### FRAGMENTO DE LECTURA ###

Se casaron en secreto cuando ella tenía 17 y él 27 años. Firmaron un documento amañado que decía que Zoraida era mayor de edad. Santiago “era un abogado que sabía sus cosas”. La mamá de Zoraida no lo creyó hasta que vio a su hija embarazada. Al final, su papá y su mamá aceptaron el matrimonio.

Viajaron.

Zoraida fue a tantos países con Santiago, en esas tantas veces que lo invitaron por trabajo. Además era abogado y periodista. Militaba en un partido. Zoraida vivió en Guanarito, estuvo un tiempo en Valencia y finalmente se mudó a Caracas. A los 29 años, tuvo su último hijo. El sexto.

–A veces peleo con mi esposo. Mi hija me dice: “¿mamá, con quién estás peleando?”. Y le respondo: “Coño, con tu papá que se fue y me dejó sola, chica”. Murió de encefalitis en 2003.

Santiago y Zoraida en unas corridas de toros en Valencia, estado Carabobo. Fotografía de Alfredo Lasry | RMTF

En tres días de fila, Zoraida y su hija Josefina han aprendido los trucos para orinar en la calle. De noche o madrugada, orinan fuera del carro, entre dos puertas abiertas; cuando es de día, se ocultan detrás de algún árbol. Cada mañana, Josefina va a la casa donde vive con su madre y prepara el desayuno. Trae suficientes arepas para el almuerzo frío.

–Mis otros hijos han venido: “Mamá, vete a la casa”. No, no me voy a ir. Me quedo aquí. Ahorita me llamó un amigo que tiene una bomba en Catia. Que me vaya, que él me va a meter en la fila. A mí no me gusta. Porque yo sea vieja y tenga el cabello blanco no me le voy a colear a nadie.

En medio de la pandemia, las aglomeraciones pueden ser foco de contagio. “Cuando hay aglomeraciones, hay más probabilidades de que entre en contacto estrecho con alguien que tenga covid‑19 y es más difícil mantener una distancia física de un metro”, dice la OMS. En la fila, varias personas no llevan el tapabocas ni mantienen la distancia establecida. Se juntan, conversan, fuman. En la estación de gasolina hay alrededor de 20 personas aglomeradas preguntando cuándo va a llegar la gasolina. Algunos sin tapabocas. Se ha estimado que si el 100% de la población utiliza tapabocas, la tasa de transmisión del virus puede disminuir entre 25 y 35%. Si ese porcentaje de la población que usa tapabocas baja a 90%, entonces la efectividad de la medida baja a 18%.

Venezuela enfrenta una pandemia con fallas en el servicio de agua y electricidad, escasez de personal de salud, insumos médicos y fármacos. Se le suma el problema de suministro de gasolina, en un país donde “cerca de la mitad de los venezolanos deben recorrer desde 10 a 300 kilómetros para llegar a un centro centinela”, según un trabajo publicado en Prodavinci. El riesgo de morir es mayor cuando las distancias son más largas.

### DATOS PROPORCIONADOS ###

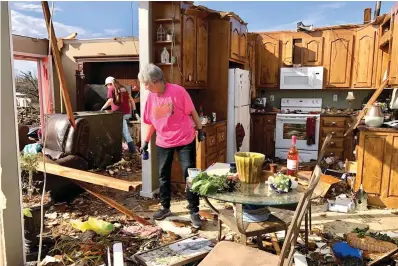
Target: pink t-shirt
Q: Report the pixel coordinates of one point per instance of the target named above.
(170, 116)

###

▶ [ENUNCIADO]: Copia de nuevo la parte del texto sobre Zoraida que empieza con "Zoraida fue a" y termina con "encefalitis en 2003.", y pon "médico y profesor" en lugar de "abogado y periodista".

▶ [EJERCICIO RESUELTO]:
Zoraida fue a tantos países con Santiago, en esas tantas veces que lo invitaron por trabajo. Además era médico y profesor. Militaba en un partido. Zoraida vivió en Guanarito, estuvo un tiempo en Valencia y finalmente se mudó a Caracas. A los 29 años, tuvo su último hijo. El sexto.

–A veces peleo con mi esposo. Mi hija me dice: “¿mamá, con quién estás peleando?”. Y le respondo: “Coño, con tu papá que se fue y me dejó sola, chica”. Murió de encefalitis en 2003.